When a line of the records below contains the string "marker", copy that whole line.

Point-per-instance localization data
=-=-=

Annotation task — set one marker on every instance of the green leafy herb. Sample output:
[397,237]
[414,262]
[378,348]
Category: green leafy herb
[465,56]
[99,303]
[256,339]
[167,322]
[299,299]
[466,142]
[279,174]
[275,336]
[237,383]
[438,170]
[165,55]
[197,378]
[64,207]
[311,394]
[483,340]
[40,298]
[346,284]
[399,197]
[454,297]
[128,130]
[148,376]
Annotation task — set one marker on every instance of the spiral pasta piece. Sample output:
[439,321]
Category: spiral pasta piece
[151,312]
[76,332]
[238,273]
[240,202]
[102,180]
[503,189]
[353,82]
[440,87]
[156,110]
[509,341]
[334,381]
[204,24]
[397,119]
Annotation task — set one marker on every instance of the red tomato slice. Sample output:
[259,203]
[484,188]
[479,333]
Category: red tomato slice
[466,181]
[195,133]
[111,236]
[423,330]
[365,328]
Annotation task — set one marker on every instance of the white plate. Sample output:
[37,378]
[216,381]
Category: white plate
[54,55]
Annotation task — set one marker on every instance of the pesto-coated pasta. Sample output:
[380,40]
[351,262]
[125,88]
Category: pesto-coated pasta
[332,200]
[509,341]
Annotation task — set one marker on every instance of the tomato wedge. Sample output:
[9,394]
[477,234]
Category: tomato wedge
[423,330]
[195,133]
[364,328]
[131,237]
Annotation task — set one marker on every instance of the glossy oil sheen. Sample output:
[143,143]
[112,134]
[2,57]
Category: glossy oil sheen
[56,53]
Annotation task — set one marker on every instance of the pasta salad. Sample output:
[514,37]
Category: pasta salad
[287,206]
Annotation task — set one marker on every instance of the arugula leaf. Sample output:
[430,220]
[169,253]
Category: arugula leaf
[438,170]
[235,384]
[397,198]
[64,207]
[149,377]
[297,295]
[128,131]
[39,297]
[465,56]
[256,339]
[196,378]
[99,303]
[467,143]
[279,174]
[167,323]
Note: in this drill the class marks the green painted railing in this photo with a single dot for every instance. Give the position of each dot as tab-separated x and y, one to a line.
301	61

=-=-=

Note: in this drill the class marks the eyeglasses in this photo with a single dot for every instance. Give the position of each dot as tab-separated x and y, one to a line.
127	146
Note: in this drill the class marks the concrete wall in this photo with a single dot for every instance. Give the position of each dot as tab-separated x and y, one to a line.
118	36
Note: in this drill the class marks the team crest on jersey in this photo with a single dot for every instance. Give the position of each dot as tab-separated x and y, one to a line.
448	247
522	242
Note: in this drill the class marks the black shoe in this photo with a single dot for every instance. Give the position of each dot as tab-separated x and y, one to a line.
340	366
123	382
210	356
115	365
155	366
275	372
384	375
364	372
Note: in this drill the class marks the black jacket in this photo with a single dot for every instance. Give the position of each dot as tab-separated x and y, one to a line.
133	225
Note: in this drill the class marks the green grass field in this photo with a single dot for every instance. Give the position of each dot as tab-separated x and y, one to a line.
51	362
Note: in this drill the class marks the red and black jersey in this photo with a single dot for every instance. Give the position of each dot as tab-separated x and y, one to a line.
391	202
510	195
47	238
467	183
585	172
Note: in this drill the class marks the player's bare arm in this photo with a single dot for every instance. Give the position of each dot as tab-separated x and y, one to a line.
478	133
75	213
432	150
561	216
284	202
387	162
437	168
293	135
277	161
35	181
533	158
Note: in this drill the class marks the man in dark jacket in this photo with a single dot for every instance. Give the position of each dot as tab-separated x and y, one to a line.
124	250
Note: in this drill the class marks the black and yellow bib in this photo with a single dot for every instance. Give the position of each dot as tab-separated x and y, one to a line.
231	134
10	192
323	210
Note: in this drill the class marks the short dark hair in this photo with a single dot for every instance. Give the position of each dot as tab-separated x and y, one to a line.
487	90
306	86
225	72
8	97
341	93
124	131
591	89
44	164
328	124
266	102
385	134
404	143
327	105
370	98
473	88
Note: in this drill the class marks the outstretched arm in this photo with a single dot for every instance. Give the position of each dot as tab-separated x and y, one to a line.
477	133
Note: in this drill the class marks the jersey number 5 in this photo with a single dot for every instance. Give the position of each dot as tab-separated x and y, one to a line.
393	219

=-=-=

TASK RESULT
Annotation task — set one marker on every instance of the green leafy herb. Sample output:
Annotation task — set one marker on every instance of the spiral pasta piece. Sample output:
Annotation task — set one marker on every instance of the red tomato slice. Sample output:
Annotation task — set one marker on every instance of the white plate. Sample output:
Annotation task — set one marker on every instance of the pesto-coated pasta. Sample output:
Annotation task — set one marker on every instance of the tomato wedge. Sample output:
Annotation task — set one marker on every instance of the glossy oil sheen. Sample output:
Annotation task — set one marker on every instance of the pasta salad. Sample output:
Annotation task — set one marker on every instance of the arugula leaf. Sample output:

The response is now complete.